*Document source*:
########

La semaine dernière se sont conclues les audiences du CRTC sur la révision du cadre politique de la télévision communautaire. Quebecor Média (propriétaire de Vidéotron et de sa chaîne communautaire) y a fait valoir que Vox respectait à Montréal les minima de 60 % de «programmation communautaire locale» et de 30 % d'«émissions d'accès» imposés depuis 2002 par le CRTC.

Les «émissions d'accès» sont des émissions locales, créées et produites par les membres de la communauté. La devise de Vox a beau être «la télé citoyenne», il faut être myope pour ne pas voir que son antenne montréalaise a opéré un formidable détournement de sens du concept.

Des «citoyens ordinaires» devant et derrière la caméra de Vox? La quasi totalité des émissions sont produites par des employés de Vidéotron. Et parmi les Gilles Proulx, Louise Deschâtelets, Marie-Claude Savard, Philippe Fehmiu, Sophie Durocher, Maxim Martin et autres Daniel Melançon, on a peine à retrouver ce «taux élevé de participation des citoyens» qu'une chaîne communautaire doit obligatoirement susciter, selon le CRTC.

Interrogés à ce sujet par le CRTC il y a 15 jours, les dirigeants de Vox ont fait valoir que Louise Deschâtelets et Gilles Proulx, malgré leurs années de métier, étaient d'abord des «citoyens» (laissant entendre qu'ils animaient des «émissions d'accès» au sens de la réglementation). Une façon comme une autre de dire n'importe quoi.

«S'ils sont rémunérés, il est difficile de justifier qu'ils le font à titre de citoyens», m'expliquait hier Gérald Gauthier, porte-parole de la Fédération des télévisions communautaires autonomes du Québec, qui a pris part aux audiences.

En 2002, le CRTC s'est inquiété du fait que trop de publicité sur les canaux communautaires se faisait au profit des câblodistributeurs et que les chaînes communautaires pourraient être perçues comme des véhicules promotionnels et non comme un service public. Le Conseil a décidé de limiter à deux minutes par heure le temps consacré au matériel d'autopublicité sur un canal communautaire.

########

*Extrait de données*:
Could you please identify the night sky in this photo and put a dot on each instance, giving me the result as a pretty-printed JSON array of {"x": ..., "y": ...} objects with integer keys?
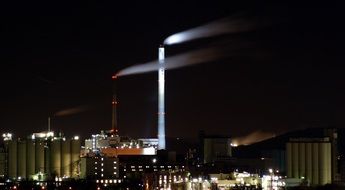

########

Dans le texte sur la chaîne Vox, relevez tous les noms de personnes que contient la phrase commençant par « Et parmi les Gilles Proulx ».

Gilles Proulx, Louise Deschâtelets, Marie-Claude Savard, Philippe Fehmiu, Sophie Durocher, Maxim Martin, Daniel Melançon